Page —
# which parking brake cable should I get?



## audivwfan (Apr 14, 2006)

Hey Guys, Here's a question for you....I have a 96 jetta trek 2.0l. I swapped out a rear disc axle from an mk2 to get rid of the original drum brakes. I reconnected the parking brake cables from the mk3 and now I have too much play in the ebrake even when it's fully adjusted out. I hardly have any grip with the ebrake and the handle comes all the up. Which parking brake cable should I be using, one from an MK2 or an MK3?










_Modified by audivwfan at 2:40 PM 12-9-2009_


----------



## germancarnut51 (Mar 23, 2008)

*Re: which parking brake cable should I get? (audivwfan)*

Early MKIII (93-95).
A 96 MKIII has longer parking brake cables then the MKII and the early MKIII.


----------



## audivwfan (Apr 14, 2006)

*Re: which parking brake cable should I get? (germancarnut51)*

Thanks. I'll try that.


----------



## Nevaeh_Speed (Jul 9, 2004)

Seems both year cables are 1613mm long so that might not be your problem. But could be
Supersession Information 
93-95 Part number 1H0609721A was superseded by part number 1H0609721D. 
96-99.5 early 1H0609721E
But the part number are different. http://****************.com/smile/emthup.gif 


_Modified by Nevaeh_Speed at 8:24 AM 12-10-2009_


----------



## audivwfan (Apr 14, 2006)

*Re: (Nevaeh_Speed)*

so what exactly does that mean? I was told by another guy that the connection at the ebrake itself is different. Could that be the difference?


----------



## germancarnut51 (Mar 23, 2008)

*Re: (audivwfan)*

The cable ends are different between drum brake cables and disc brake cables.
Early (96 and earlier) MKIII parking brake cables (drum and disc brake) are shorter than Late (96 1/2 and later) parking brake cables (drum and disc) are longer because the curved tube that exits the chassis (that the parking brake cables run through) are longer on 96 1/2 and later cars.
Aftermarket parts store parts books are often wrong.
If you have a 96 Jetta, you swapped the rear axle beam to get disc brakes, and you tried to use your old drum brake parking brake cables, you have the wrong cables, and you need to buy parking brake cables for disc brakes (would have to use the chassis number to determine which length parking brake cables you need. If you bought replacement disc brake parking brake cables and they are too long, then you have the shorter curved tubes of the Early Jetta, and you need the shorter disc brake parking brake cables OR you need to get the longer curved tubes from a later Jetta or Golf.


----------



## audivwfan (Apr 14, 2006)

*Re: (germancarnut51)*

Thanks guys. I'll be looking at it this weekend and finally figure it out. I'll keep you posted on what I have.


----------



## ksuekihlman (May 27, 2012)

*96 MKIII Ebrake cable*

Ah, the value of an old thread... 

I just replaced my rear drum brakes and ebrakes cables on a 96 Golf GL. I do have the metal tube for the ebrake cables coming through the floor up to the ebrake handle, and it seems like I am already maxed out on the adjustment for the ebrake. 

From what's been said, it sounds like I have the later model, but the cable seems too long. How do I tell for sure that I have the right cable? VIN #? 

Thanks 

KS


----------



## germancarnut51 (Mar 23, 2008)

96 was a transition year. Earlier cars need the short cables and later cars need to longer cables. 

The difference is the guide tubes. All cars use guide tubes, the difference is in the length of the guide tubes. Later cars have longer guide tubes. 

So, you can buy the earlier model shorter parking brake cables (make sure you order the type of cables to fit your rear brakes (disc or drum)), or buy the later model longer guide tubes to fix the problem.


----------

Collected material —

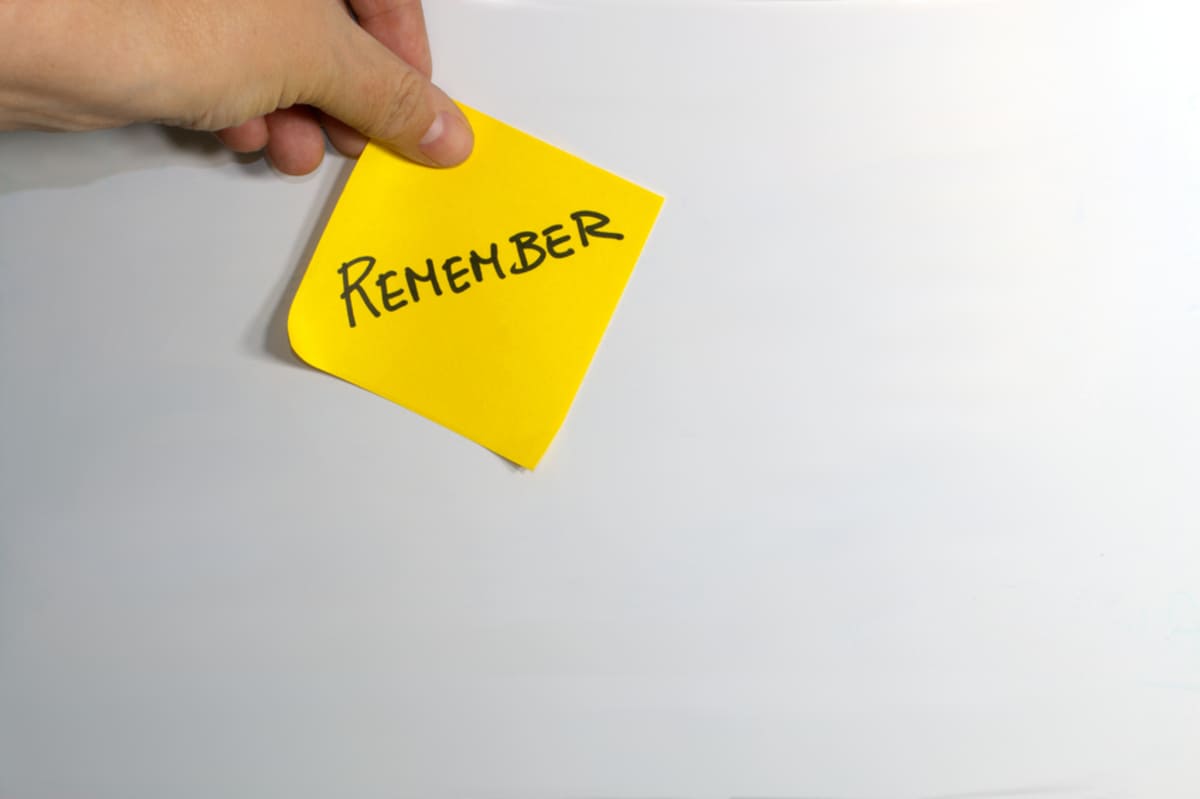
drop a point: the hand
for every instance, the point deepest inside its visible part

Problems to solve —
[a] Answer these questions from the parking brake cable thread:
(i) What car does the first post say was fitted with a rear disc axle from an MK2?
(ii) What length does Nevaeh_Speed give for both years' cables?
(iii) According to the final post, what part is longer on later cars?
[b] Please reproduce the part of the parking brake cable thread starting at "Early (96 and" and ending at "and later cars.", word for word.

Task answers —
[a]
(i) A 96 Jetta Trek 2.0L
(ii) 1613mm
(iii) The guide tubes

[b]
Early (96 and earlier) MKIII parking brake cables (drum and disc brake) are shorter than Late (96 1/2 and later) parking brake cables (drum and disc) are longer because the curved tube that exits the chassis (that the parking brake cables run through) are longer on 96 1/2 and later cars.